Page excerpt:
##############################

I would like to hear your answer on your question how we can effect change and what that change that should be. Because we first have to agree about what kind of change we want. With more then 7 bilj ppl worldwide this would be quite challenging. I understand your point and I think the only thing I can do is to be the living example for what I think is important. 

What I also understand from your reply is that you think nationwide? Which implies that the borders of the USA should close for all foreign trading? I personally think that the US can do this successfully all over again. The US has all the needed natural resources and industry to be able to skip all the products from countries like China and India. I wonder why this is not practice as is?
Perhaps I didn't understand you correctly, since English is not my mother language, I apologize in advance if that is the case.


----------



## elkhound (May 30, 2006)

no debt...a land base homestead that has systems that rum themselves mostly from the land base you have....food,power,shelter that doesnt require outside input.

the higher ups are def and dumb....all you can do now is effect change in what you directly control....daily life.


----------



## Calico Katie (Sep 12, 2003)

Groene Pionier said:


> ... The cutbacks in the amount of food growing is quite big in The Netherlands. More and more growers are bought out because they wanted to build more houses. A lot of growers went abroad. We depend a lot of other growers in Europe and the rest of the world. There is some food still grown like onions, potatoes, some wheat and cucumbers, tomatoes and egg plants in the green houses. That's not going to feed a nation :S


I found a site that gives some info about Dutch food exports and was surprised as I didn't know how large it was.
http://www.hollandtrade.com/sector-information/agriculture-and-food/?bstnum=4909

If you're seeing a decrease in who is growing food and how much, it could be a sign of something bigger going on. If the small farmers are being forced out by taxes and over-regulation while the large commercial farms are taking over, you have to start wondering about the whys. Obviously it's a money thing but with what we're seeing around the world I wonder if there's more to it. If you control the food, you control the people. 

Are others where you live trying to become more self sufficient in the event of shortages?


----------



## elkhound (May 30, 2006)

economy/money is the base problem...so make economy at home in whatever form you can.......instead of chasing worthless dollars to go spend on tainted goods from food industry make ya homestead produce as much as it can.saves time,money and tax dollars paid out....that means more economy to you.it aint going to be easy if you like the modern consumer lifestyle and what we all have been spoon fed from birth......unplug,unschool.unlearn,deconsumerize .


----------



## Groene Pionier (Apr 23, 2009)

Calico Katie said:


> I found a site that gives some info about Dutch food exports and was surprised as I didn't know how large it was.
> http://www.hollandtrade.com/sector-information/agriculture-and-food/?bstnum=4909
> 
> If you're seeing a decrease in who is growing food and how much, it could be a sign of something bigger going on. If the small farmers are being forced out by taxes and over-regulation while the large commercial farms are taking over, you have to start wondering about the whys. Obviously it's a money thing but with what we're seeing around the world I wonder if there's more to it. If you control the food, you control the people.

##############################

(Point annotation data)
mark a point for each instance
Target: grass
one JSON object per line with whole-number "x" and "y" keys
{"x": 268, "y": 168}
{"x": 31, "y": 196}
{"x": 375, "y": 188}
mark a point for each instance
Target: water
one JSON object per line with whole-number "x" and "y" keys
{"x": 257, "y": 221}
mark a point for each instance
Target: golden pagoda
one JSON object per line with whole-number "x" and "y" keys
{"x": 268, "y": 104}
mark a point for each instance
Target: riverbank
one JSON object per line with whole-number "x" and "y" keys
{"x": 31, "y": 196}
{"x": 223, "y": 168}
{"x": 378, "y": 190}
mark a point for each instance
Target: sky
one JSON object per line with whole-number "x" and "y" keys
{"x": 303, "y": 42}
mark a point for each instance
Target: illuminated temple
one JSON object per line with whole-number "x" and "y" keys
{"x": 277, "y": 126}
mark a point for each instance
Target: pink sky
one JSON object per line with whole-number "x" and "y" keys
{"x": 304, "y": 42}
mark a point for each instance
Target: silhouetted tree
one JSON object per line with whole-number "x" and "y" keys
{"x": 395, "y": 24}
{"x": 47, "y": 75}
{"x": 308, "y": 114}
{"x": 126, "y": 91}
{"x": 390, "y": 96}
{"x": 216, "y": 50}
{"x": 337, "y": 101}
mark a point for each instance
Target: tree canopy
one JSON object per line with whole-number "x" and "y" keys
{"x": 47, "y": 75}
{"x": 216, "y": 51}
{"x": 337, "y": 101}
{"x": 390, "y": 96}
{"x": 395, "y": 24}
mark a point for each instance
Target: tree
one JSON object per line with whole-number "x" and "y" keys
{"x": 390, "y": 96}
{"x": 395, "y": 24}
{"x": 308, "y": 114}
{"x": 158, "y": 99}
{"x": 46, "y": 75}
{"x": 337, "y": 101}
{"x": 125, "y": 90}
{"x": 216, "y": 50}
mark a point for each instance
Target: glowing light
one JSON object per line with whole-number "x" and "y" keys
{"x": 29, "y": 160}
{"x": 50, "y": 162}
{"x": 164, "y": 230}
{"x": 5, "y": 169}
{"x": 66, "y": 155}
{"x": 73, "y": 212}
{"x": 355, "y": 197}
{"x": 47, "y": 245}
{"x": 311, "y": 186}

##############################

Requirements:
#1 In the forum thread, which site does Calico Katie link to for information about Dutch food exports?
#2 Collect every line of the listing that contains the string "Target".

Solutions to the problems:
#1 http://www.hollandtrade.com/sector-information/agriculture-and-food/?bstnum=4909

#2
Target: grass
Target: water
Target: golden pagoda
Target: riverbank
Target: sky
Target: illuminated temple
Target: pink sky
Target: silhouetted tree
Target: tree canopy
Target: tree
Target: glowing light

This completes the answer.